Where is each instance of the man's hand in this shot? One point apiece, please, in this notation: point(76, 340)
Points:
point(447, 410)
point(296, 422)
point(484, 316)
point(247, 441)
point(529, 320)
........
Task. Render every line of the records above as a Markdown table with the columns Row and Line, numbering each row and skipping blank lines.

The answer.
| Row | Line |
|---|---|
| 1 | Where is each instance of the man's hand in this shot? One point apiece, please, in this notation: point(76, 340) |
| 2 | Points: |
| 3 | point(447, 410) |
| 4 | point(296, 422) |
| 5 | point(484, 316) |
| 6 | point(247, 441) |
| 7 | point(529, 320) |